● PASSAGE
======

The fourteenth annual Keith Hughes Awards took place on the 15th November at Leicester Tigers stadium, recognising the unsung heroes who bring serious criminals to justice through their financial investigations.

This year the team award was won by a police force responsible for the UK’s biggest modern slavery prosecution. The gang trafficked over 400 vulnerable people to the UK, causing immense suffering and fear and generating £2m that they spent on a lavish lifestyle, before being caught and sentenced.

The individual award winner was the financial investigator who compiled the case against Zamira Hajiyeva, the woman who spent £16m in Harrods, using brand new ‘McMafia’ legislation for the first time ever – Unexplained Wealth Orders. The investigation traced the complicated pattern of money laundering from Azerbaijan through the British Virgin Islands and into the UK.

The Keith Hughes Awards, sponsored by Altia-ABM, recognise the achievements of individuals and teams who have made outstanding contributions to investigating and prosecuting fraud. Altia-ABM technology is used to capture the data, collate, integrate and interrogate vast amounts of financial information, identifying links between suspects and documenting criminal activity to enable successful prosecutions.

Ian Watson, CEO of Altia-ABM, said: “We are delighted to continue to sponsor these awards and I congratulate the winners on their achievement. The work of financial investigators makes a huge difference in our communities. There is a particular satisfaction in not only putting criminals behind bars but also recovering their assets and returning them to the public purse. The day-to-day work of financial investigators is not often celebrated, but society benefits enormously from the professionalism, tenacity and acumen of these investigators.”

The 2019 Keith Hughes Awards winners are:

Left to right: Leah Hughes, daughter of Keith Hughes; Nicola Bartlett, winner of the individual award; Karen Baxter – City of London Police Commander and National Coordinator for Economic Crime; Ian Watson CEO of Altia-ABM.

======

● DATA SECTION
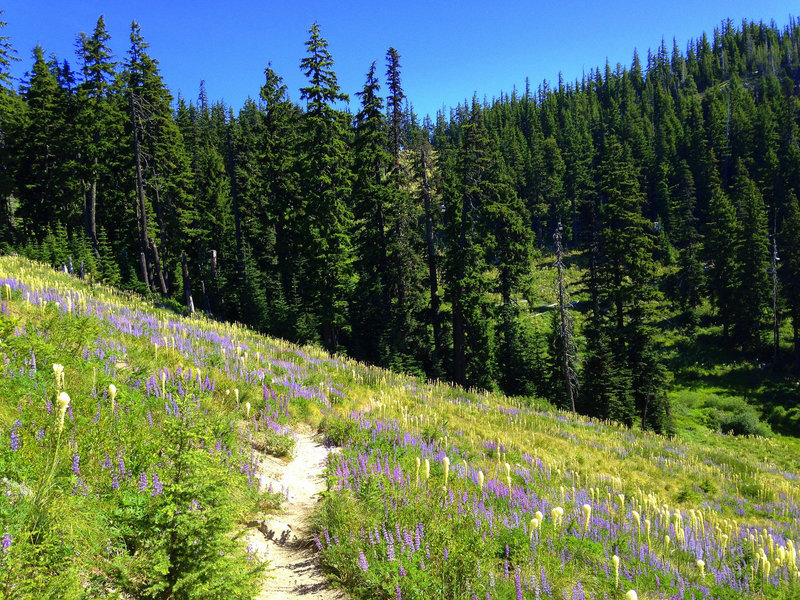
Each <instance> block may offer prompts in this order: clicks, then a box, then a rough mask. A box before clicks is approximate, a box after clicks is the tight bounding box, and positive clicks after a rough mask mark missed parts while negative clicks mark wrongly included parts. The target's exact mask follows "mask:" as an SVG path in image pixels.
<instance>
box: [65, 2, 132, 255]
mask: <svg viewBox="0 0 800 600" xmlns="http://www.w3.org/2000/svg"><path fill="white" fill-rule="evenodd" d="M110 37H111V36H110V35H109V34H108V32H107V31H106V26H105V21H104V18H103V16H102V15H100V17H99V18H98V19H97V24H96V26H95V29H94V31H93V33H92V35H91V36H88V35H86V34H85V33H81V35H80V37H79V39H78V53H79V56H80V59H81V62H82V74H83V81H82V82H81V84H80V86H78V114H77V117H76V122H77V125H78V132H79V133H78V135H79V139H80V142H79V144H80V151H81V154H80V157H81V158H80V166H81V178H82V185H83V188H84V189H83V226H84V231H85V232H86V235H87V237H89V239H90V240H91V241H92V246H93V247H94V249H95V254H96V255H99V246H98V240H97V220H98V218H97V217H98V214H97V206H98V186H99V185H100V180H101V178H103V177H107V176H108V174H109V168H108V167H109V162H110V161H109V157H110V155H111V154H112V152H113V151H114V150H115V148H114V143H115V142H116V141H117V138H118V135H119V134H118V132H113V131H112V128H114V127H118V126H119V124H120V123H121V122H122V118H121V115H120V114H119V112H118V110H117V107H116V105H115V100H114V99H113V98H112V89H111V85H112V82H113V79H114V69H115V67H116V63H115V62H114V60H113V56H112V54H111V49H110V48H109V47H108V40H109V39H110ZM106 201H107V199H106ZM109 208H110V207H106V211H105V213H106V215H111V214H115V213H116V215H117V216H118V215H119V207H114V209H113V210H109Z"/></svg>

======

● ACTIONS TO TAKE
1. List every person named in the Keith Hughes Awards text.
2. Duplicate a passage from the Keith Hughes Awards text word for word, starting at "The Keith Hughes" and ending after "enable successful prosecutions.".

● RESULTS BY TASK
1. Zamira Hajiyeva, Ian Watson, Keith Hughes, Leah Hughes, Nicola Bartlett, Karen Baxter

2.
The Keith Hughes Awards, sponsored by Altia-ABM, recognise the achievements of individuals and teams who have made outstanding contributions to investigating and prosecuting fraud. Altia-ABM technology is used to capture the data, collate, integrate and interrogate vast amounts of financial information, identifying links between suspects and documenting criminal activity to enable successful prosecutions.